--- YOUR INSTRUCTIONS ---
Print all the data that follows exactly, images excluded.

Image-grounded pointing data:
== Segment start ==

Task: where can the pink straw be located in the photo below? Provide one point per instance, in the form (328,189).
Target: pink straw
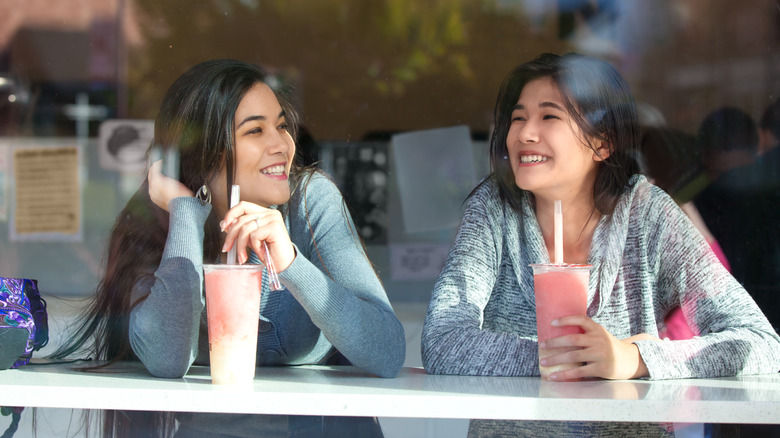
(558,216)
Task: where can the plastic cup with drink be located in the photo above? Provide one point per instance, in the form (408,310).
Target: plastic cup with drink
(233,311)
(560,290)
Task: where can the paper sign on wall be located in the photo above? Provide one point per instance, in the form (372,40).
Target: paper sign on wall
(46,193)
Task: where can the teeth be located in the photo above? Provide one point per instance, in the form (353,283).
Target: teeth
(532,158)
(273,170)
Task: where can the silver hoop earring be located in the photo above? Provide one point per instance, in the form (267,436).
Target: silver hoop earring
(204,194)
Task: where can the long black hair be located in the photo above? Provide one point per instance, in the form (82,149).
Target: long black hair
(196,119)
(599,101)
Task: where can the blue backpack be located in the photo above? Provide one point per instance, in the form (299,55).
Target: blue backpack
(24,326)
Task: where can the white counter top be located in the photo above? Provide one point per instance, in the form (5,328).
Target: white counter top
(346,391)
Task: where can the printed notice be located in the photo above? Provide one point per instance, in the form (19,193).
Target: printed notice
(417,261)
(47,194)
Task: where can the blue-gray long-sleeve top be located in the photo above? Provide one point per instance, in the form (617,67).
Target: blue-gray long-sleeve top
(331,299)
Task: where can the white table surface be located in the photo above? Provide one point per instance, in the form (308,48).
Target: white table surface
(347,391)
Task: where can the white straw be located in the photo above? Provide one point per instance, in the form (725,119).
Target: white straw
(558,233)
(234,197)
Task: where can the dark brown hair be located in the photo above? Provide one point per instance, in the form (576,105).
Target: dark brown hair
(599,101)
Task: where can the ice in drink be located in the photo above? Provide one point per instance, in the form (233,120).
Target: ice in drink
(232,311)
(560,290)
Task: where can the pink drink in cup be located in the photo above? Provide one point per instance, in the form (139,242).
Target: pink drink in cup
(233,311)
(560,290)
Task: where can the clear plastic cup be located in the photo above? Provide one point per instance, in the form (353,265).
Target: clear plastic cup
(559,290)
(233,311)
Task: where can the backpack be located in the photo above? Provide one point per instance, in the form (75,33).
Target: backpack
(24,325)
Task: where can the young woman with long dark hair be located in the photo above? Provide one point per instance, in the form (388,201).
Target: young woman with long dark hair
(229,127)
(566,129)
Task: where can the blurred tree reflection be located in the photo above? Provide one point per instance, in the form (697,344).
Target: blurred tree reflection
(357,66)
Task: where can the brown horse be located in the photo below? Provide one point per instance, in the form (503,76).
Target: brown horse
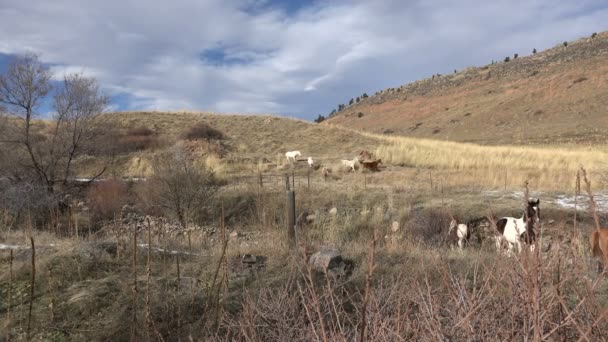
(599,244)
(371,165)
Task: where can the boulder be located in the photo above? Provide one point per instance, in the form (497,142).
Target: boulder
(329,261)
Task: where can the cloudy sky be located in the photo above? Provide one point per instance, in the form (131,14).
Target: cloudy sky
(297,58)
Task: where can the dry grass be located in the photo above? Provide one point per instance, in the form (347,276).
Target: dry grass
(549,168)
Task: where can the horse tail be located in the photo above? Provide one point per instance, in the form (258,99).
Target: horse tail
(594,240)
(501,224)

== Segment end ==

--- RESULT OF THIS TASK ---
Task: where can the pink straw be located in the photo below? Provide one point per instance, in the form (328,189).
Target: pink straw
(558,216)
Task: where can the plastic cup with drink be located in the photo above? Provide one point per instance, in the form (408,310).
Target: plastic cup with drink
(233,311)
(560,290)
Task: where can the paper sign on wall be located in the photo above? Provide one point per instance, in the form (372,40).
Target: paper sign on wall
(46,193)
Task: where can the teeth be located in the photo above? Provide one point per instance, in the form (353,283).
Target: teeth
(532,158)
(273,170)
Task: where can the silver hoop earring be located in the photo above? Provide one point per instance, in the form (267,436).
Target: silver hoop earring
(204,194)
Task: where can the long black hair be located in the photo above? Provide one point per instance, in the form (82,149).
Target: long black hair
(196,119)
(599,101)
Task: where can the blue backpack be located in the photo above? Provide one point per instance, in the form (299,55).
Target: blue backpack
(24,326)
Task: where can the white counter top be located in the photo above? Provide one point per instance, in the form (5,328).
Target: white counter top
(346,391)
Task: where can the printed notice be located in the photo above? Provide one point per instance, in the form (19,193).
Target: printed notice
(417,261)
(47,194)
Task: where can the blue-gray long-sleeve top be located in the photo above? Provide one point per instance, in the form (617,67).
Target: blue-gray long-sleeve top
(331,299)
Task: where can the white table surface be located in the photo above? Provide one point per instance, in the form (308,48).
Target: white table surface
(347,391)
Task: where can the white straw be located in the photo above? Provide one point per instance, in the form (725,119).
Target: white straw
(558,233)
(234,197)
Task: where can the dark brown hair be located in the photo above? Provide one point per instance, in the form (576,105).
Target: dark brown hair
(599,101)
Task: where can the ice in drink be located in the photo above? Provide one point per instance, in the form (233,120).
Target: ice in drink
(232,311)
(560,290)
Task: where can the pink drink in cup be located in the photo above? Provide one point per instance, in the form (139,242).
Target: pink drink in cup
(233,311)
(560,290)
Task: where can the clear plastic cup be located in the photo above? Provide one point per instance, in the form (353,265).
Target: clear plastic cup
(559,290)
(233,311)
Task: where can the backpack be located in the photo above? Provide one point per instance, in the form (75,33).
Target: backpack
(24,325)
Task: where can the young woman with long dark hair be located in the photo above? Provide one point per instance, in the form (388,201).
Target: young woman with long dark hair
(229,127)
(566,129)
Task: where can the blurred tree reflection be located in the photo above? Provide one point per instance, in the form (697,344).
Target: blurred tree reflection
(357,66)
Task: where can the brown horse be located in the photo below? Provide one point per instance, in the form (503,76).
Target: brown horse
(599,244)
(371,165)
Task: where can the boulder be located in the photo above? Provide one point per instance, in the form (497,142).
Target: boulder
(329,261)
Task: where can the cloudy sky be located in the photo above? Provide one point per instance, in the form (131,14).
Target: cloudy sky
(297,58)
Task: where can the dry grass be located in the photo above? Provide one point per instance, in the form (347,276).
Target: dry grass
(549,168)
Task: where can the horse tail be located in the photo above? Provide one point per instance, in the form (258,99).
Target: horse tail
(594,240)
(501,224)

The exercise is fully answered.